Excerpts of location labeling data:
════════

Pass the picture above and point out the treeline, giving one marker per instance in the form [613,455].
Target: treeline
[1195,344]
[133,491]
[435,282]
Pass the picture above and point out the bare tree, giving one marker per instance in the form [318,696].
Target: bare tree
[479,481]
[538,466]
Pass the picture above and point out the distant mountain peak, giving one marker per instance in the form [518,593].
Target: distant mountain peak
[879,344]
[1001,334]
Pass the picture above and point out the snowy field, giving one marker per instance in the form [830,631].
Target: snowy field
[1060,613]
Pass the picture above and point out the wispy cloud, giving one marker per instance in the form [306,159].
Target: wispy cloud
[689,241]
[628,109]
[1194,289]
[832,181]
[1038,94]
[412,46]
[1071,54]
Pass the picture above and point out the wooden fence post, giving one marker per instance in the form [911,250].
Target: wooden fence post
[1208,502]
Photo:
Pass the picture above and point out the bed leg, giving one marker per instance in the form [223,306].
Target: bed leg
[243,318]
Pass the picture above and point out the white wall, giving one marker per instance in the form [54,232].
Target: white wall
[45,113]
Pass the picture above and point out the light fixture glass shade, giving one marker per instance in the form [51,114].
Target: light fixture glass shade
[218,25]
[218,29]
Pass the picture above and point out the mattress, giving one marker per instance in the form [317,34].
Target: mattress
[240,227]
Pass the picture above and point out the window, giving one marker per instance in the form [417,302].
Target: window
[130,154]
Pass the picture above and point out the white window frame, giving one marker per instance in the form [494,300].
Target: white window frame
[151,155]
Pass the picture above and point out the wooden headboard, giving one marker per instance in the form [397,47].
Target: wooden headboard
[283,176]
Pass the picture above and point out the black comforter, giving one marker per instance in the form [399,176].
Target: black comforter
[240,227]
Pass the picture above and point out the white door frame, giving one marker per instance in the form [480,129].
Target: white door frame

════════

# Problem to solve
Copy down the material exactly as written.

# Task answer
Pass the picture above and point out the treeline, giving one marker per instance in the form [613,455].
Target: treeline
[1195,344]
[133,491]
[435,282]
Pass the picture above and point out the bare tree, giving one marker per instance in the form [318,696].
Target: bare tree
[479,481]
[538,466]
Pass the picture above and point out the distant mountain peak, giving one marker per instance in the form [518,593].
Target: distant mountain peak
[879,344]
[1001,334]
Pass the picture above and point out the snowy field, giving one marker per instance in the form [830,631].
Target: snowy field
[1060,613]
Pass the picture above and point out the wispy cloud, giving one marker per instance in the form [306,159].
Target: wispy cloud
[689,241]
[628,109]
[1194,289]
[832,181]
[1038,94]
[412,46]
[1071,54]
Pass the picture above and point out the wooden fence post, giving one marker per instance in the form [911,250].
Target: wooden fence post
[1208,502]
Photo:
Pass the picture above and point out the bed leg, giving one marker per instance in the form [223,306].
Target: bed leg
[243,318]
Pass the picture above and point out the white wall, giving one marker per instance in the form [54,232].
Target: white wall
[45,113]
Pass the picture above and point out the light fixture glass shade, giving one marker per instance in the form [51,114].
Target: light fixture glass shade
[218,25]
[218,29]
Pass the picture above and point out the mattress, giving one marker per instance in the form [317,34].
Target: mattress
[240,227]
Pass the picture above and point out the window, giving one marker per instance in the form [417,302].
Target: window
[130,154]
Pass the picture above and point out the white window frame, giving one marker per instance in the form [494,300].
Target: white window frame
[151,155]
Pass the picture above and point out the wooden headboard, giving one marker per instance in the form [397,47].
Target: wooden headboard
[283,176]
Pass the picture above and point out the black comforter, giving one marker per instance in the form [399,176].
Target: black comforter
[240,227]
Pass the picture above and point out the white door frame, giving one marker per instance in the form [480,129].
Target: white door frame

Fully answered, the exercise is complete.